▶ Extract
● ● ● ● ●

2. Direct Arylsulfonyl Fluoride Synthesis Reactions

The direct formation of the C-SO₂F bond constitutes the most elegant approach. Indeed, it allows straightforward access to arylsulfonyl fluorides, which constitutes an attractive option in late-stage functionalization. For this purpose, several research groups recently developed different strategies to address this challenge. Overviews of the most efficient methods are summarized herein.

2.1. Sulfonyl Fluorides Synthesis from Aryl Halides

The first example for the synthesis of arylulfonyl fluorides was reported by the groups of Willis and Bagley. The developed methodology is a one-pot two-step procedure in which sulfinates are in-situ formed through cross coupling between aryl bromide derivatives and DABSO (1,4-diazabicyclo [2.2.2] octane bis(sulfur dioxide) adduct) [29]. The commercially available PdCl₂(AmPhos)₂ (AmPhos: di-tert-butyl(4-dimethylaminophenyl)phosphine) was used as the active catalyst (5 mol%) and the reactions were performed in the presence of Et₃N as the base in iPrOH at 75 °C for 24 h. Afterwards, treatment of the reaction media with 1.5 equivalent of NFSI (N-Fluorobenzenesulfonimide) led to the desired sulfonyl fluoride (Scheme 2a). It is worth noting that the reaction conditions tolerate the presence of several functional groups, and a wide variety of electron-donating and electron-withdrawing starting aryl bromides were converted to the desired products in good to excellent yields.

● ● ● ● ●

▶ Extracted entries
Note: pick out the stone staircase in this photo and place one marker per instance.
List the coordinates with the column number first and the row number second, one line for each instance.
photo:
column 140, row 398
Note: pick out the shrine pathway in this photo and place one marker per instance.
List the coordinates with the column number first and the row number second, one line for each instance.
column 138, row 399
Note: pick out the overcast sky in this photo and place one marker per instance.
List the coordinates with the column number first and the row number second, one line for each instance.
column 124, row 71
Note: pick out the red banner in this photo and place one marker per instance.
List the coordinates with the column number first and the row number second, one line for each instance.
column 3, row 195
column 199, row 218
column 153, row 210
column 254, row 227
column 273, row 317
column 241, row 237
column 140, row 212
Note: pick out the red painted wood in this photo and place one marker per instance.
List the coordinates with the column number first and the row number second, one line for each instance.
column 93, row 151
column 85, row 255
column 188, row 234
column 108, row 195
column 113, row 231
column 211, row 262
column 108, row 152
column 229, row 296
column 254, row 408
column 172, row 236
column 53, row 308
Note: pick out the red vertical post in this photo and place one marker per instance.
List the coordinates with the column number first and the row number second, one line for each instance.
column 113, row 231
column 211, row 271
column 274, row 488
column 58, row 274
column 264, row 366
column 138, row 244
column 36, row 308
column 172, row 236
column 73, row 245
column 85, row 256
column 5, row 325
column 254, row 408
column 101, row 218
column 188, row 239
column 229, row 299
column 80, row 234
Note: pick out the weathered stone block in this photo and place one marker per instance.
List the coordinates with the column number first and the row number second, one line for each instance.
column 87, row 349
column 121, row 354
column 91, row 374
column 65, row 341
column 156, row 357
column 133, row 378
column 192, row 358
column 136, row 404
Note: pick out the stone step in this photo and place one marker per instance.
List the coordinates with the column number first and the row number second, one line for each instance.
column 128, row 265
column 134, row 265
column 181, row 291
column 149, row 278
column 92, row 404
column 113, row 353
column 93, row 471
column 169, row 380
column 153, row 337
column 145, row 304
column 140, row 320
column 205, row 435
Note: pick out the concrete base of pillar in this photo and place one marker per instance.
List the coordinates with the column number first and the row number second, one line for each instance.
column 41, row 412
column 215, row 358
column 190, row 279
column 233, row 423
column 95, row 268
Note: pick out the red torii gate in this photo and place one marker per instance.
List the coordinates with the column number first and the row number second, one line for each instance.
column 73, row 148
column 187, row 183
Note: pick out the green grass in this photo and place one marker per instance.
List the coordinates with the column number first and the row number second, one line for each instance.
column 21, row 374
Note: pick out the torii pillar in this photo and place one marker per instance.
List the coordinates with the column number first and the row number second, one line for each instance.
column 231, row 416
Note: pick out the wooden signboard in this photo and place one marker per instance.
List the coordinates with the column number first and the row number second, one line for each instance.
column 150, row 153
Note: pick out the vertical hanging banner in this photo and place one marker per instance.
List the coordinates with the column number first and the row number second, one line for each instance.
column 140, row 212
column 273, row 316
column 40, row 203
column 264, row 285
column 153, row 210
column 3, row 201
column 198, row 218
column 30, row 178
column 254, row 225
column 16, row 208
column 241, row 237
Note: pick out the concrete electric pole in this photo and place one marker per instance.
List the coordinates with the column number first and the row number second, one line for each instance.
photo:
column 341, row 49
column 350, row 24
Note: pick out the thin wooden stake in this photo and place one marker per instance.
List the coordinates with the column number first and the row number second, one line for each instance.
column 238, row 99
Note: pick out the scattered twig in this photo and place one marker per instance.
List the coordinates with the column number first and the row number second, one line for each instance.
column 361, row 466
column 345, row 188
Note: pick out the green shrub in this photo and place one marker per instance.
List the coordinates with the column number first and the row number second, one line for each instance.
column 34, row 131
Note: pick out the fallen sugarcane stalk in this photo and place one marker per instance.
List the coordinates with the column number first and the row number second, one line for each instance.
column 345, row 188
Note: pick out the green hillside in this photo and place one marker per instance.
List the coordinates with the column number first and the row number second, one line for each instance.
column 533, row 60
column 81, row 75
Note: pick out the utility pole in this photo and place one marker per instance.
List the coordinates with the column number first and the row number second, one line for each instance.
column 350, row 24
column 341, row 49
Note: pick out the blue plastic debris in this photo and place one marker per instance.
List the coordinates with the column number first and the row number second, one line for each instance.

● ● ● ● ●

▶ Exercise goal
Continue the passage above on arylsulfonyl fluoride synthesis, starting right after its last sentence.

▶ Output of the task
Furthermore, the authors turned their attention to the study of the reactions starting with heterocyclic compounds. Unfortunately, only very low yields were observed when the previous conditions were applied. In order to foster the reaction outcome, the authors demonstrated that upon microwave irradiation at 110 °C and by using N,N-Dicyclohexylmethylamine (Cy₂NMe) as the base, the conversion of several bromopyridine derivatives was achieved in moderate to very good yields. The authors assume that the steric hindrance of the base plays a key role in decreasing the homocoupling process of the starting aryl bromide as well as the rapid generation of the active palladium (0) catalyst (Scheme 2b).

It should be noted that a palladium-free procedure was also disclosed by using Grignard reagents in conjunction with DABSO in THF at room temperature. In that case, sulfinates were also formed as intermediates and the corresponding arylesulfonyl fluorides were obtained in very good to excellent yields upon treatment with NFSI (Scheme 2c).

In order to further demonstrate the versatility of the developed methodology, the authors proved its applicability to N-Boc-L-4-halophenylalanine methyl to generate the sulfonyl fluoride analogue 4 with good yields, starting from both bromide and iodide substrate (Scheme 3a). Next, aryl sulfonyl fluoride 4 reacts with the N-Boc-L-lysine methyl ester to form the sulfonamide 5. Along the same lines, the halogenated tetramer 6 produced its corresponding sulfonyl fluoride 7 with good yield (Scheme 3b).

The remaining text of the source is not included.